== Work to do ==
Which lines in the listing below contain the word "chair"? List each of them in full.

== Material for this exercise ==
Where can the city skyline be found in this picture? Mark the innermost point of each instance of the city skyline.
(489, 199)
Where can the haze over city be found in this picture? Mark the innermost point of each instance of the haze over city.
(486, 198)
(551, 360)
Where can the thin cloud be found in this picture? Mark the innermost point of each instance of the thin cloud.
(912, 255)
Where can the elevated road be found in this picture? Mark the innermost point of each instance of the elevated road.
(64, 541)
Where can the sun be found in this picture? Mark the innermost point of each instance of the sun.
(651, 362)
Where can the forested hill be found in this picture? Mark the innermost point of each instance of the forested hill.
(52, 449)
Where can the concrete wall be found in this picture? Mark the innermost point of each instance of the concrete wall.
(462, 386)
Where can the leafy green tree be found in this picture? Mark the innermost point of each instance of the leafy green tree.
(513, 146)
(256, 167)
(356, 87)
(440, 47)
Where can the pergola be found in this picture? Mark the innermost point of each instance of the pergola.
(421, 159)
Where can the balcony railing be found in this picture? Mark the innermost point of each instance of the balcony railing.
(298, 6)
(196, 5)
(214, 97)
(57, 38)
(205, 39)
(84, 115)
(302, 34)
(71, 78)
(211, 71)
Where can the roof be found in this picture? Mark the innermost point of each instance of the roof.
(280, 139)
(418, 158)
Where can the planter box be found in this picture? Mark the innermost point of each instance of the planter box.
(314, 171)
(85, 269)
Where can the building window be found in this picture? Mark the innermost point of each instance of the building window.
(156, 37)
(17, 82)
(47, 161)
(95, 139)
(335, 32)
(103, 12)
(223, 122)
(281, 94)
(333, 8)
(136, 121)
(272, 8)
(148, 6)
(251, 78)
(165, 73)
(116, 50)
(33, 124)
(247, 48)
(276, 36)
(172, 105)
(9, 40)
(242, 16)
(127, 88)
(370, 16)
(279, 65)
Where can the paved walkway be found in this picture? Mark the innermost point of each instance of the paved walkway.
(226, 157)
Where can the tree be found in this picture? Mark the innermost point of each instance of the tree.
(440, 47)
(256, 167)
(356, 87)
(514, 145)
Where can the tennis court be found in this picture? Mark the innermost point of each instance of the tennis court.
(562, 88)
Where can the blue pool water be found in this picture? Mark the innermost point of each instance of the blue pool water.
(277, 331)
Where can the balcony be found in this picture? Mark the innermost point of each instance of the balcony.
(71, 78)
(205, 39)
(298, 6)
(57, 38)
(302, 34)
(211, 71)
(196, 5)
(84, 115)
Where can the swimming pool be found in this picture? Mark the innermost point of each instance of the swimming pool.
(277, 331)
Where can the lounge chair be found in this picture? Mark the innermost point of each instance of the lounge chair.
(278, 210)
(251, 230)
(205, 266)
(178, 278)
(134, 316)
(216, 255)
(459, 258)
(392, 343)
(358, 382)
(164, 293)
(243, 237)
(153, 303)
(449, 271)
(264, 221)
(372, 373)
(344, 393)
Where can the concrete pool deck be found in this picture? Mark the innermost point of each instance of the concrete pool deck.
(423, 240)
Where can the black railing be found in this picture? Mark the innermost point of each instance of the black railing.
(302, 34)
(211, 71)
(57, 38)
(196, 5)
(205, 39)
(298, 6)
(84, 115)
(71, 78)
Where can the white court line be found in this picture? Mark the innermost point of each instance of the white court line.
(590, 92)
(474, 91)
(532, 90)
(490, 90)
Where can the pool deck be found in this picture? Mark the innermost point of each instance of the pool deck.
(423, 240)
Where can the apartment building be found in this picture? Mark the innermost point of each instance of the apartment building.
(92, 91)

--

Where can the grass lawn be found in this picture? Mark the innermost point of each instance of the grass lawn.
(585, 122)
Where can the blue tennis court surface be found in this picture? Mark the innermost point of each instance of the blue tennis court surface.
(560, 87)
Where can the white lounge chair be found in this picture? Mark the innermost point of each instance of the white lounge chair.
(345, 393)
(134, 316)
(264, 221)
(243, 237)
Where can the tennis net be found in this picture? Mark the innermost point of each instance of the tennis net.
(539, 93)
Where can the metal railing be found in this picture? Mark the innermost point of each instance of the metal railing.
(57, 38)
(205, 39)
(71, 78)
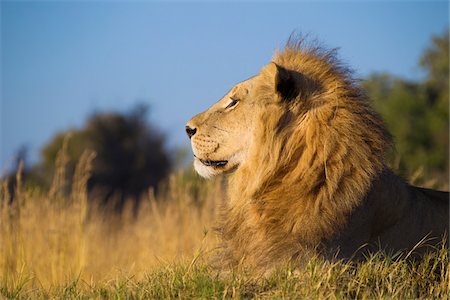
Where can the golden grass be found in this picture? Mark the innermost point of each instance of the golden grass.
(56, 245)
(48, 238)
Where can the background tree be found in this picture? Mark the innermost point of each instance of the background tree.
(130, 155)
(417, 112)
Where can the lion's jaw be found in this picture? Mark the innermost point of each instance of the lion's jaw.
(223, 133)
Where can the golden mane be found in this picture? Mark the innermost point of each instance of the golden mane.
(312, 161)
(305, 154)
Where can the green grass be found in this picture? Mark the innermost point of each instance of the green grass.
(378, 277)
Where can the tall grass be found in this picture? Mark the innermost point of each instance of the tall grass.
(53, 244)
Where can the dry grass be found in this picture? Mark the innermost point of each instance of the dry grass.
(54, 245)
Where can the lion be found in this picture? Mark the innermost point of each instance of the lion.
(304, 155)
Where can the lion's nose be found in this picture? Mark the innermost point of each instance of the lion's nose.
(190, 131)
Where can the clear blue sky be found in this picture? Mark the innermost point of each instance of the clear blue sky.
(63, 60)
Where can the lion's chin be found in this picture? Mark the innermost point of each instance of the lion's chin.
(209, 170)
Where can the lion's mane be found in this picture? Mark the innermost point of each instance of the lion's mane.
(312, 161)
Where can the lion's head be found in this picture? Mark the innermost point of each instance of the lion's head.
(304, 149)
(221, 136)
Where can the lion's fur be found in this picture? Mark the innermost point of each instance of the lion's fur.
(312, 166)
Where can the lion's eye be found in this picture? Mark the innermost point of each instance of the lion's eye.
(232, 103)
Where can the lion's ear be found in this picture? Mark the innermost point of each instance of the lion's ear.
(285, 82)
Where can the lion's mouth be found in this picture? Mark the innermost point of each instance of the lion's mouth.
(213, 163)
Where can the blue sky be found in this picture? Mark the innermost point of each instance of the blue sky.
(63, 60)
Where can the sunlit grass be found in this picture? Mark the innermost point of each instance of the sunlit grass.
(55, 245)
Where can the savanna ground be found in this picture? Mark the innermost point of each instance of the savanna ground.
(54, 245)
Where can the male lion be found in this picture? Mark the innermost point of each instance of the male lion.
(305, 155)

--

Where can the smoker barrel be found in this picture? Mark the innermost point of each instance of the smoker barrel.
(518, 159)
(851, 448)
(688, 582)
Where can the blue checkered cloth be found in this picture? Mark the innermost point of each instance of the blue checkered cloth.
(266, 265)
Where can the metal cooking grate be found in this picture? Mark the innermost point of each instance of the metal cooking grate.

== Task response ==
Where can the lounge chair be found in this picture? Mark the innermost point of each instance of the lounge chair.
Where can the white lounge chair be found in this picture? Mark the innermost point of each instance of the white lounge chair.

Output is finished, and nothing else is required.